* Listed entries

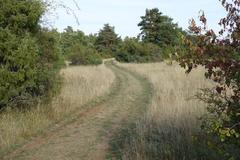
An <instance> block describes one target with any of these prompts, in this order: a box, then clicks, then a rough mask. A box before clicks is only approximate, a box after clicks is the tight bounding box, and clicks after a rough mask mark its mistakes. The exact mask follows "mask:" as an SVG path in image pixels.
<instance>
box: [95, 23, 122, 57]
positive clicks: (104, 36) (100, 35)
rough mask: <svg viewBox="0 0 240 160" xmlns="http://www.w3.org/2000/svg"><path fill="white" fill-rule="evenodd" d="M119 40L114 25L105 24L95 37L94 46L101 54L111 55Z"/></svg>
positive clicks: (109, 55)
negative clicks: (95, 40)
mask: <svg viewBox="0 0 240 160" xmlns="http://www.w3.org/2000/svg"><path fill="white" fill-rule="evenodd" d="M119 42H120V38H119V37H118V35H117V34H116V33H115V30H114V27H112V26H110V25H109V24H105V25H104V27H103V29H101V30H100V31H99V33H98V36H97V38H96V43H95V45H96V48H97V50H98V51H99V52H101V53H103V55H105V56H106V55H107V56H112V55H113V53H114V52H115V51H116V49H117V45H118V44H119Z"/></svg>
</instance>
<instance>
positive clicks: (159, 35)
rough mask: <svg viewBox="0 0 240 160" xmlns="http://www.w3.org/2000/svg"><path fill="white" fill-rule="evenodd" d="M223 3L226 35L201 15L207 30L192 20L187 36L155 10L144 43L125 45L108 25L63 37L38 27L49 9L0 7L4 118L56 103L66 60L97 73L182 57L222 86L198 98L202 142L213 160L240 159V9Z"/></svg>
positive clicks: (65, 34)
mask: <svg viewBox="0 0 240 160" xmlns="http://www.w3.org/2000/svg"><path fill="white" fill-rule="evenodd" d="M220 2H221V4H222V6H223V7H224V8H225V10H226V12H227V15H226V17H224V18H222V19H221V20H220V22H219V24H220V25H221V26H222V28H223V29H222V30H221V31H220V32H219V33H218V34H217V33H215V32H214V31H213V30H211V29H207V27H206V26H207V19H206V17H205V14H204V13H203V12H202V13H201V15H200V21H201V22H202V24H203V26H198V25H197V23H196V22H195V21H194V20H192V21H191V22H190V27H189V31H188V32H186V31H183V30H182V29H181V28H180V27H179V26H178V25H177V24H175V23H174V22H173V19H172V18H170V17H168V16H166V15H163V13H161V12H160V11H159V10H158V9H157V8H154V9H147V10H146V13H145V15H144V16H142V17H141V21H140V22H139V24H138V26H139V27H140V30H141V32H140V33H139V36H138V37H126V38H125V39H122V38H121V37H119V36H118V35H117V34H116V33H115V29H114V26H111V25H109V24H105V25H104V26H103V28H102V29H101V30H100V31H99V32H98V33H97V34H91V35H85V34H84V33H83V32H82V31H79V30H77V31H74V30H73V28H72V27H67V28H66V29H65V30H64V32H62V33H60V32H58V31H57V30H56V29H49V28H44V27H42V26H41V25H40V24H41V20H42V17H43V15H44V13H45V12H46V10H47V4H46V3H44V1H41V0H17V1H13V0H0V110H4V109H6V108H7V107H11V108H15V109H23V108H24V109H25V108H28V107H32V106H34V105H35V104H37V103H39V102H42V101H44V100H45V99H47V98H46V97H51V96H52V95H53V94H54V93H55V92H56V89H57V88H58V86H59V84H60V80H59V78H58V72H59V69H60V68H61V67H63V66H64V61H65V60H69V61H70V62H71V64H72V65H79V64H81V65H88V64H92V65H97V64H101V63H102V59H103V58H109V57H115V58H116V59H117V60H118V61H121V62H136V63H143V62H158V61H162V60H163V59H165V58H168V57H172V56H171V55H173V57H174V55H175V53H177V55H178V56H175V57H174V58H176V60H178V61H179V62H180V65H181V66H182V67H184V68H186V72H187V73H189V72H191V71H192V69H193V68H195V67H197V66H199V65H202V66H204V67H205V68H206V77H207V78H209V79H211V80H213V81H214V82H216V86H215V87H214V88H213V89H204V90H202V92H201V93H199V94H198V95H197V97H198V98H199V99H201V100H203V101H204V102H206V103H207V104H208V108H207V111H208V112H207V114H206V115H205V116H204V117H202V122H203V123H202V132H201V133H200V134H199V135H197V139H199V142H201V143H205V144H206V146H207V147H209V151H212V152H211V153H212V155H213V156H212V157H210V159H217V158H216V157H221V158H222V159H231V160H237V159H240V154H239V152H240V140H239V137H240V87H239V86H240V47H239V46H240V16H239V12H240V2H239V0H233V1H232V2H228V1H225V0H220ZM219 35H220V36H219ZM225 35H227V36H225ZM219 155H220V156H219ZM209 156H211V154H209Z"/></svg>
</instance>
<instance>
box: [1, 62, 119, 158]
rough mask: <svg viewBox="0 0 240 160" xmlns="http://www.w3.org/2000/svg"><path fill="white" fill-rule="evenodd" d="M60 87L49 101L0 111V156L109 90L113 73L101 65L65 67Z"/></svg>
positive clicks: (61, 72)
mask: <svg viewBox="0 0 240 160" xmlns="http://www.w3.org/2000/svg"><path fill="white" fill-rule="evenodd" d="M60 74H61V75H62V77H63V87H62V90H61V93H60V95H59V96H57V97H56V98H54V99H53V101H52V103H51V104H48V105H39V106H37V107H36V108H35V109H31V110H29V111H25V112H16V111H11V110H10V111H6V112H4V113H2V114H0V155H1V152H5V151H7V150H9V149H10V148H12V147H15V146H16V145H18V144H21V143H23V142H24V141H25V140H26V139H29V137H31V136H32V135H34V134H36V133H39V132H40V131H42V130H44V129H46V127H48V126H49V125H51V124H53V123H54V122H56V121H58V120H60V119H61V118H63V117H64V116H66V115H67V114H69V113H70V112H71V111H74V110H76V109H77V108H79V109H80V108H81V106H83V105H84V104H86V103H87V102H89V101H91V100H93V99H94V98H96V97H98V96H100V95H103V94H105V93H107V92H108V91H109V88H110V86H111V84H112V83H113V81H114V79H115V76H114V74H113V73H112V71H111V70H109V69H108V68H106V67H105V66H104V65H100V66H76V67H68V68H65V69H63V70H62V71H61V73H60Z"/></svg>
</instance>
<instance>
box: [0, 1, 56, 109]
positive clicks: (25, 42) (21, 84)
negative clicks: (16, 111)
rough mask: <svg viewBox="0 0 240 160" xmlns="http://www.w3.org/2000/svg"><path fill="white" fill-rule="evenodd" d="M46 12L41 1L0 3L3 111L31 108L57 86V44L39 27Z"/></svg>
mask: <svg viewBox="0 0 240 160" xmlns="http://www.w3.org/2000/svg"><path fill="white" fill-rule="evenodd" d="M44 11H45V6H44V3H43V2H42V1H38V0H19V1H10V0H6V1H0V109H2V108H4V107H6V106H11V107H15V108H16V107H18V108H19V107H26V106H29V105H32V104H33V103H34V102H35V101H36V100H37V99H38V98H39V97H42V96H44V95H46V94H47V93H49V91H50V90H51V89H52V87H53V85H54V77H55V75H56V74H55V73H56V71H55V70H54V69H55V68H56V67H55V66H54V64H55V63H57V62H58V61H59V60H60V59H59V50H58V49H57V46H58V40H57V36H56V35H55V34H53V32H50V31H47V30H44V29H41V27H40V26H39V22H40V19H41V16H42V15H43V13H44ZM53 73H54V74H53Z"/></svg>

* Request
Show each line of the records above that contains the string "clicks". Case counts.

* Response to the task
An <instance> block describes one target with any of these prompts, in this order: a box, then clicks, then a rough mask. A box before clicks is only approximate, a box after clicks is the tight bounding box, and clicks after a rough mask mark its mistakes. The exact mask follows "mask:" as an SVG path in image pixels.
positive clicks: (104, 36) (100, 35)
positive clicks: (109, 55)
negative clicks: (95, 40)
positive clicks: (159, 35)
positive clicks: (65, 34)
positive clicks: (61, 72)
positive clicks: (25, 42) (21, 84)
negative clicks: (16, 111)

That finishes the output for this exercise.